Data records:
————————

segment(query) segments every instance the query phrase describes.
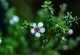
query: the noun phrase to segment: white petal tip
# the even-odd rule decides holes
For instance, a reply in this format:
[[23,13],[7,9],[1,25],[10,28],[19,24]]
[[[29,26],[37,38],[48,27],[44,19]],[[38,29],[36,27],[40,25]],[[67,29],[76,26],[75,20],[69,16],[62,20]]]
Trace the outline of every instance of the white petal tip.
[[41,29],[40,29],[40,32],[41,32],[41,33],[44,33],[44,32],[45,32],[45,28],[41,28]]
[[40,37],[40,33],[36,33],[35,36],[39,38]]

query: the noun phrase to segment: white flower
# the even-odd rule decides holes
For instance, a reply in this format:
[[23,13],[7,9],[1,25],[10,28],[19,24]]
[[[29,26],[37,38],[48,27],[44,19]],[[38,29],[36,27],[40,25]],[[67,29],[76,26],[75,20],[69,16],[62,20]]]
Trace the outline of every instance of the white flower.
[[38,25],[36,23],[33,23],[33,28],[31,29],[31,33],[35,34],[36,37],[40,37],[40,33],[44,33],[45,28],[43,28],[43,23],[39,22]]
[[19,21],[19,17],[15,15],[12,17],[12,19],[10,19],[9,23],[14,24],[17,23],[18,21]]
[[73,30],[70,29],[70,30],[68,31],[68,35],[72,35],[72,34],[73,34]]

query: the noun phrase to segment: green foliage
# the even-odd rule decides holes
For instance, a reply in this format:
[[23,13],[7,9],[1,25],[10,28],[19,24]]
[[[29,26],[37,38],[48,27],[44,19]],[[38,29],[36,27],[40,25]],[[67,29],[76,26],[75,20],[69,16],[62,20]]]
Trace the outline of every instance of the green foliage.
[[16,14],[16,9],[13,7],[7,10],[8,35],[2,39],[0,55],[60,55],[59,50],[73,49],[77,46],[80,37],[68,39],[68,36],[73,34],[71,26],[77,17],[73,17],[69,12],[65,14],[67,5],[60,5],[58,16],[54,14],[51,1],[45,1],[41,7],[37,12],[39,20],[24,20],[21,24],[20,21],[9,23]]

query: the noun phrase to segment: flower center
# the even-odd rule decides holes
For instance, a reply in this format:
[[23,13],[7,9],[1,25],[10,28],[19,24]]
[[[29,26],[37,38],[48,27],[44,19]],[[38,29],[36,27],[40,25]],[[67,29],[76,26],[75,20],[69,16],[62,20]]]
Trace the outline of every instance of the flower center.
[[35,30],[36,32],[39,32],[39,31],[40,31],[40,28],[39,28],[39,27],[36,27],[34,30]]

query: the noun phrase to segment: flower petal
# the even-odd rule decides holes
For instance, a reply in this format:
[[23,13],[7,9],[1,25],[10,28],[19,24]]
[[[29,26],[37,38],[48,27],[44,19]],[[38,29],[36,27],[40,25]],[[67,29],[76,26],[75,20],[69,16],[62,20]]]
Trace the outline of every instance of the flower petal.
[[41,33],[44,33],[44,32],[45,32],[45,28],[41,28],[41,29],[40,29],[40,32],[41,32]]
[[37,32],[37,33],[35,34],[35,36],[36,36],[36,37],[40,37],[40,33]]
[[70,29],[70,30],[68,31],[68,35],[72,35],[72,34],[73,34],[73,30]]
[[42,22],[39,22],[38,23],[38,27],[42,27],[43,26],[43,23]]
[[36,23],[33,23],[33,27],[36,27]]
[[31,29],[31,33],[32,33],[32,34],[34,34],[34,33],[35,33],[34,28],[32,28],[32,29]]
[[13,20],[13,19],[10,19],[9,23],[10,23],[11,25],[13,25],[13,24],[14,24],[14,20]]
[[16,23],[19,21],[19,17],[18,17],[18,16],[16,16],[16,15],[15,15],[15,16],[13,16],[13,17],[12,17],[12,19],[13,19],[13,20],[14,20],[14,22],[16,22]]

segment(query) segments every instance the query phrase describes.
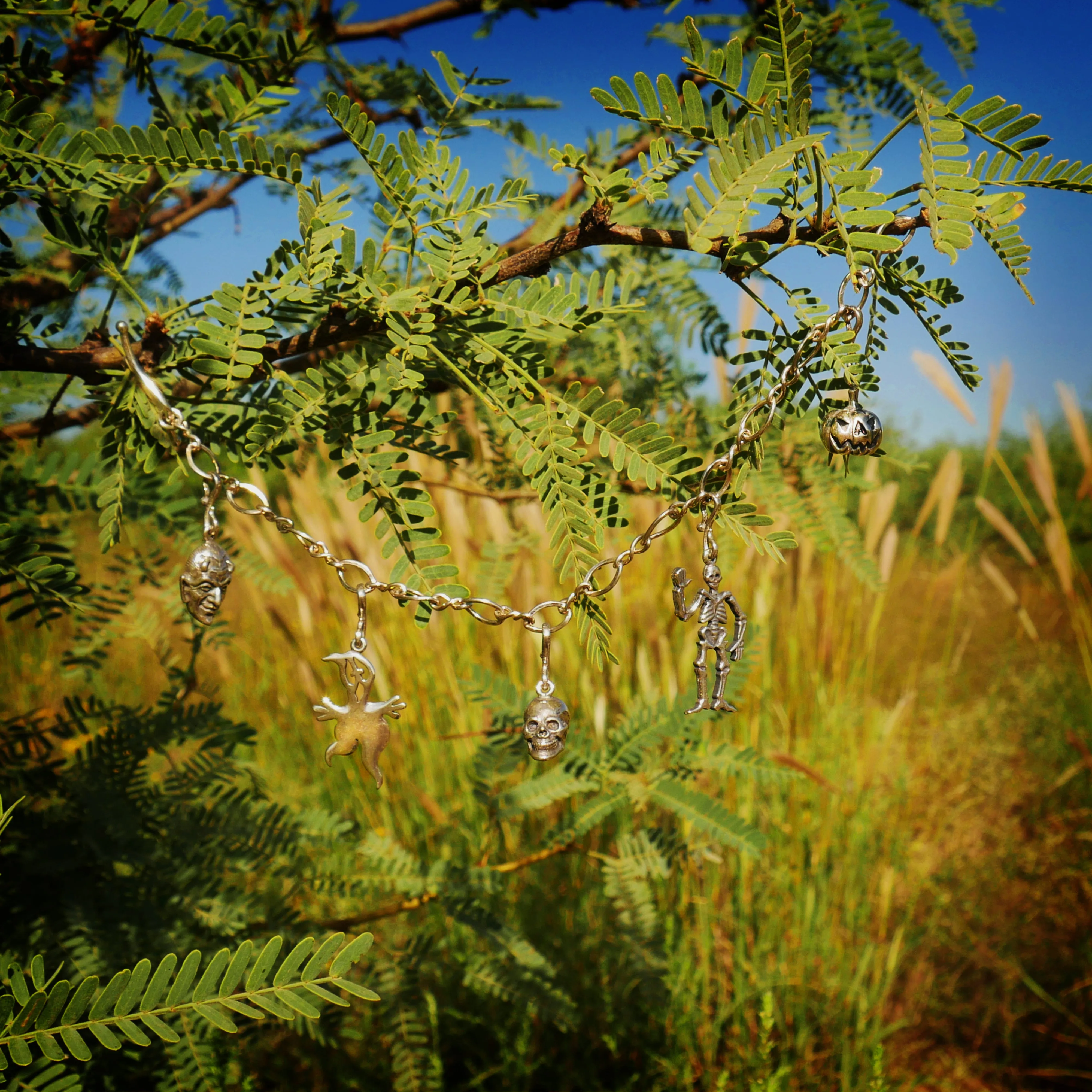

————————

■ Work to complete
Edit the listing above by replacing "Trace the outline" with "Draw the boundary" and keeping everything else as it is. Omit the pictures from your answer.

■ Output for this task
segment(query) segments every instance the query phrase describes.
query: the noun phrase to segment: white petal tip
# the even-odd rule decides holes
For instance, a reply in this format:
[[23,13],[7,9],[1,25],[10,28],[19,24]]
[[[29,26],[37,38],[48,27],[44,19]],[[38,29],[36,27],[40,25]],[[67,29],[76,26],[75,20],[69,16],[62,20]]]
Draw the boundary of every instance of the white petal tip.
[[41,29],[40,29],[40,32],[41,32],[41,33],[44,33],[44,32],[45,32],[45,28],[41,28]]
[[40,37],[40,33],[36,33],[35,36],[39,38]]

query: the noun phrase to segment: white flower
# the even-odd rule decides holes
For instance, a reply in this format:
[[23,13],[7,9],[1,25],[10,28],[19,24]]
[[[29,26],[37,38],[48,27],[44,19]],[[38,29],[36,27],[40,25]],[[67,29],[76,26],[75,20],[69,16],[62,20]]]
Draw the boundary of every instance of the white flower.
[[38,25],[36,23],[33,23],[33,28],[31,29],[31,33],[35,34],[36,37],[40,37],[40,33],[44,33],[45,28],[43,28],[43,23],[39,22]]
[[19,21],[19,17],[15,15],[12,17],[12,19],[10,19],[9,23],[14,24],[17,23],[18,21]]
[[73,30],[70,29],[70,30],[68,31],[68,35],[72,35],[72,34],[73,34]]

query: the noun phrase to segment: green foliage
# the even-odd rule decides holes
For instance, a reply in this format:
[[23,13],[7,9],[1,25],[10,28],[19,24]]
[[[29,26],[37,38],[48,27],[44,19]],[[38,29],[36,27],[40,25]],[[67,29],[76,26],[75,20],[69,16],[62,20]]]
Draw the boundary of every instance of the green foliage.
[[16,14],[16,9],[13,7],[7,10],[8,35],[2,39],[0,55],[60,55],[59,50],[73,49],[77,46],[80,37],[68,39],[68,36],[73,34],[71,26],[77,17],[73,17],[69,12],[65,14],[67,5],[60,5],[58,16],[54,14],[51,1],[45,1],[41,7],[37,12],[39,20],[24,20],[21,24],[20,21],[9,23]]

query: the noun phrase to segment: flower center
# the even-odd rule decides holes
For instance, a reply in this format:
[[23,13],[7,9],[1,25],[10,28],[19,24]]
[[[29,26],[37,38],[48,27],[44,19]],[[38,29],[36,27],[40,25]],[[67,29],[76,26],[75,20],[69,16],[62,20]]]
Draw the boundary of every instance of the flower center.
[[35,30],[36,32],[39,32],[39,31],[40,31],[40,28],[39,28],[39,27],[36,27],[34,30]]

query: the noun phrase to segment: flower petal
# the even-odd rule decides holes
For instance, a reply in this format:
[[23,13],[7,9],[1,25],[10,28],[19,24]]
[[[29,26],[37,38],[48,27],[44,19]],[[38,29],[36,27],[40,25]],[[67,29],[76,26],[75,20],[69,16],[62,20]]]
Draw the boundary of every instance of the flower petal.
[[41,33],[44,33],[44,32],[45,32],[45,28],[41,28],[41,29],[40,29],[40,32],[41,32]]
[[37,32],[37,33],[35,34],[35,36],[36,36],[36,37],[40,37],[40,33]]
[[70,29],[70,30],[68,31],[68,35],[72,35],[72,34],[73,34],[73,30]]
[[42,22],[39,22],[38,23],[38,27],[42,27],[43,26],[43,23]]
[[36,23],[33,23],[33,27],[36,27]]
[[31,29],[31,33],[32,33],[32,34],[34,34],[34,33],[35,33],[34,28],[32,28],[32,29]]
[[13,20],[13,19],[10,19],[9,23],[10,23],[11,25],[13,25],[13,24],[14,24],[14,20]]
[[16,23],[19,21],[19,17],[18,17],[18,16],[16,16],[16,15],[15,15],[15,16],[13,16],[13,17],[12,17],[12,19],[13,19],[13,20],[14,20],[14,22],[16,22]]

segment(query) segments every instance the query phrase describes.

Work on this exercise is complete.